WHAT IS NEEDED: Look through the lines below and copy each one that includes "point".

Items listed in a dataset:
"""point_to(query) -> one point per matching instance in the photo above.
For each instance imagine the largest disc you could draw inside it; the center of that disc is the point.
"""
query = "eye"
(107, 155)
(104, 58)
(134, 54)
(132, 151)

SOLUTION TO THIS TASK:
"""point_to(query) -> one point per matching instance in the photo above.
For each instance imagine the largest disc you could draw inside it; the center of that disc is the point.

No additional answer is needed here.